━━━━━ Extract to read

Single by Ryan Leslie

from the album Ryan Leslie
- Released: December 23, 2008
- Genre: Hip-hop; R&B;
- Length: 3:25
- Label: NextSelection/Universal
- Songwriter: Ryan Leslie
- Producer: Ryan Leslie

Ryan Leslie singles chronology
| "Addiction" (2008) | "How It Was Supposed to Be" (2008) | "Good Lovin'" (2008) |

= How It Was Supposed to Be =

"How It Was Supposed to Be" is a song by American singer and record producer Ryan Leslie, released by Universal Motown Records on December 23, 2008, as the third single from his debut album Ryan Leslie (2009).

==Music videos==
There were three music videos made for this song.
- The first video released in December 2008, takes place in a building. It also has an alternate instrumental, having more of a rock-influenced sound than the original.

━━━━━━━━━━
━━━━━ Collected material

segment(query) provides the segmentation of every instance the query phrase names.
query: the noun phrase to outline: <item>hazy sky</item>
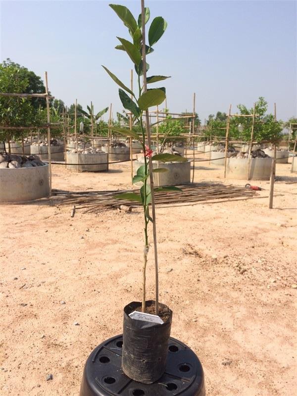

━━━━━━━━━━

_Aim_
From the page on the song "How It Was Supposed to Be," reproduce word for word the passage from "- The first" to "than the original.".

_Task solution_
- The first video released in December 2008, takes place in a building. It also has an alternate instrumental, having more of a rock-influenced sound than the original.